Set of tasks -
• A. Write out the passage about appearance, from "But don’t worry, I’m" up to and including "to have jowls.".
• B. Continue the passage about appearance, starting after its last sentence.

Page text -
Of course, some of you might argue that if I really valued myself I wouldn’t feel the need to do it, but I’m not really talking to you. I’m talking to the people who understand that lipgloss and push up bras and the way we look is meaningful, although we can certainly debate how much and why and whether it should be that way.
But don’t worry, I’m not going to do it. Unlike Agnes, I’m firmly grounded in the mundane reality of life and know that I can’t afford it. But if I did have the money, I’d probably do it because like Agnes when she first met Arnold, I’m feeling pretty aspirational now: I currently have it real bad for the Camaro Guy, and that feeling makes me want to be better; it makes me want to go to hot yoga and get enough sleep and drink enough water. It makes me not want to have jowls.

Data entries -
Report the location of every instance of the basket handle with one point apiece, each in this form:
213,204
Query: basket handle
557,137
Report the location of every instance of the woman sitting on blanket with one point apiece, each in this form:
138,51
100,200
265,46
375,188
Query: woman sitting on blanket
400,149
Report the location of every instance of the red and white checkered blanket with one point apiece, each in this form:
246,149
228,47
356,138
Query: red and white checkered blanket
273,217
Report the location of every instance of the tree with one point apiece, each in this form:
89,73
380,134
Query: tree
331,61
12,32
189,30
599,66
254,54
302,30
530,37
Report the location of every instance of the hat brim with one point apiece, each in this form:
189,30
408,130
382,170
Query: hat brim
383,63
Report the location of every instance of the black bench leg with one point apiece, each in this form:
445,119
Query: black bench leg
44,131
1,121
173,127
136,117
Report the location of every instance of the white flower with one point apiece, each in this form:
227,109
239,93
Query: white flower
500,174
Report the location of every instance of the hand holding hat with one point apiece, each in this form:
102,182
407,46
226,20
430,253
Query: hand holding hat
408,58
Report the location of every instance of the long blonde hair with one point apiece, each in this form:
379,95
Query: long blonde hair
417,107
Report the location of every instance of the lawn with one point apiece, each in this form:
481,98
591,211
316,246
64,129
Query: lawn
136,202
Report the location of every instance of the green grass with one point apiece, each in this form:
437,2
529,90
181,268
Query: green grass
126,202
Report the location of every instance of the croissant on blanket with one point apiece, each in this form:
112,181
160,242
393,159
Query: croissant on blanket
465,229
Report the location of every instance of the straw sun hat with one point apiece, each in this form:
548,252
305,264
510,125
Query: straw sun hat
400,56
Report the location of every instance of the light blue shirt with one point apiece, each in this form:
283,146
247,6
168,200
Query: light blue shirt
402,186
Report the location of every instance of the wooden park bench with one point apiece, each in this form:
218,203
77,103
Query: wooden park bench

Final answers -
• A.
But don’t worry, I’m not going to do it. Unlike Agnes, I’m firmly grounded in the mundane reality of life and know that I can’t afford it. But if I did have the money, I’d probably do it because like Agnes when she first met Arnold, I’m feeling pretty aspirational now: I currently have it real bad for the Camaro Guy, and that feeling makes me want to be better; it makes me want to go to hot yoga and get enough sleep and drink enough water. It makes me not want to have jowls.

• B.
Which brings me, again, to writing for Sybarite. (This is not as awkward a transition as you might think; stay with me). When I ask people to write about luxury or fashion or food or fancy things, I’m asking you to handcuff yourself to something real, something you can touch or taste or hear or see. Yes, figuring out the best lingerie to wear around Camaro Guy is silly and unserious, but the fact that one person can affect another person in this way is deeply serious. (Spoiler alert: this is, in the end, what Agnes was trying to say).
Anchor yourself to the real (lingerie) and you may very well access a portal to Other Big Thoughts (love, desire, what one human can bring out in another). But because you’ve anchored yourself to something real and elemental, those Big Thoughts won’t be total hogwash. And as some of you may know, Sybarite was born as a battle against hogwash.
That’s why I love the one and only story Sybarite has published since the last newsletter. Geo Snelling writes about hunting and killing his first and last deer, but of course it’s about more than that — it’s about love, and about how to be. Agnes should probably read it.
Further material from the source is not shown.